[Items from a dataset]

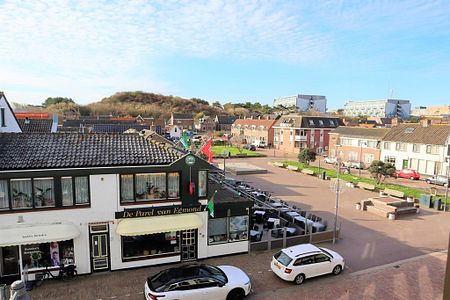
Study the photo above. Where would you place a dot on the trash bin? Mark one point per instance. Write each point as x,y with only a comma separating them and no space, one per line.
3,290
437,203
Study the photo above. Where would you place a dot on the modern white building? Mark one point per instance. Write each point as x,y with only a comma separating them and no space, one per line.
303,102
422,147
386,108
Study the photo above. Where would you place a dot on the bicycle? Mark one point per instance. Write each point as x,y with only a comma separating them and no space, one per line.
66,273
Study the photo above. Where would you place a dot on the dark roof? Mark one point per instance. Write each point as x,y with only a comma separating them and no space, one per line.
416,133
35,125
20,151
299,121
183,116
226,119
361,132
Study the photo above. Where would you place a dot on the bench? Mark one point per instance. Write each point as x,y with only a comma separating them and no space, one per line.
394,193
307,172
366,186
292,168
278,164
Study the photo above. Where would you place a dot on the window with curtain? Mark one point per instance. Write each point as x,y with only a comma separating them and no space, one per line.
21,193
81,190
217,231
67,191
174,185
126,188
202,183
4,203
44,192
151,186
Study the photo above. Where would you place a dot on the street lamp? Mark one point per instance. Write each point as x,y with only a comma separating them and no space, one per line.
360,156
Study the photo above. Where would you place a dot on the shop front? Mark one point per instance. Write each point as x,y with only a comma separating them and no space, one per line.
28,248
157,234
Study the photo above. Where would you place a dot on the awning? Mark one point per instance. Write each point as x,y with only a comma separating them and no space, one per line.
150,225
26,233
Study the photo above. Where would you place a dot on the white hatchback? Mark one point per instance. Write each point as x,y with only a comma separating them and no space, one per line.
305,261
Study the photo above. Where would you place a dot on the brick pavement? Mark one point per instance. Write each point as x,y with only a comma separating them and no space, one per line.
417,278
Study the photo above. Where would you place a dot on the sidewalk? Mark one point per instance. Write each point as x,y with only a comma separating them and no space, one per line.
417,278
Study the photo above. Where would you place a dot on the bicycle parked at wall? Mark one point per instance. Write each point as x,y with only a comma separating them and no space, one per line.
65,273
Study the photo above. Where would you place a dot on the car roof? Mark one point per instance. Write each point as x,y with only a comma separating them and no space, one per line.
301,250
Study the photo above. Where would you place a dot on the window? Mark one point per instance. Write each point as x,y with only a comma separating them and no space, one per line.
202,183
44,195
47,254
151,186
75,186
231,229
173,183
146,246
21,193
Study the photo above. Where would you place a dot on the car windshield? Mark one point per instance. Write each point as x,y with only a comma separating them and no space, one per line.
326,252
283,258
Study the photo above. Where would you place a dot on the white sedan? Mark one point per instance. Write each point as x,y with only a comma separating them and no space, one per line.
198,281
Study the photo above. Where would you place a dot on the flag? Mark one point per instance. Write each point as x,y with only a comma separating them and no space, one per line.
210,205
184,141
207,150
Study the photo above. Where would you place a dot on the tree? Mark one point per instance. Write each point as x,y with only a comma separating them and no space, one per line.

* **What is required**:
Please return the span of lines above that opens with the one containing "the car roof?" and closes with the final line, both included, exactly as written and nothing more.

* **Result**:
Study the photo above. Where would you place a dot on the car roof? Mark one point per instance. Write each point as x,y with only a comma separating them and no space, one per line.
301,250
Study the photo above. Where would you place a dot on the window? Mark one point per instance. Write each point as x,y with only a comma separating them and no space, one per line.
202,183
44,195
47,254
151,186
75,186
231,229
173,183
146,246
21,193
Study the photo above. Where would you place a dot on the car windshield? Mark one point per instance. Write each point as x,y with only a comma separating them and no space, one per line.
326,252
283,258
Study the photo above. Where would you place a dot on the white sedan? Mark one point per instance. Write each point as x,y with only a comma separating them and no space, one per line.
198,281
Study the photo above. Where would you place a dot on the flag? Mark one point per instance. Write each point as x,y with only a comma separating them and no space, one per line.
210,205
184,141
207,150
Study the photo above. Where would you place a dot on the tree? Mark one point per instance. Write each point as x,y with only a comma separating them and no space, one per line.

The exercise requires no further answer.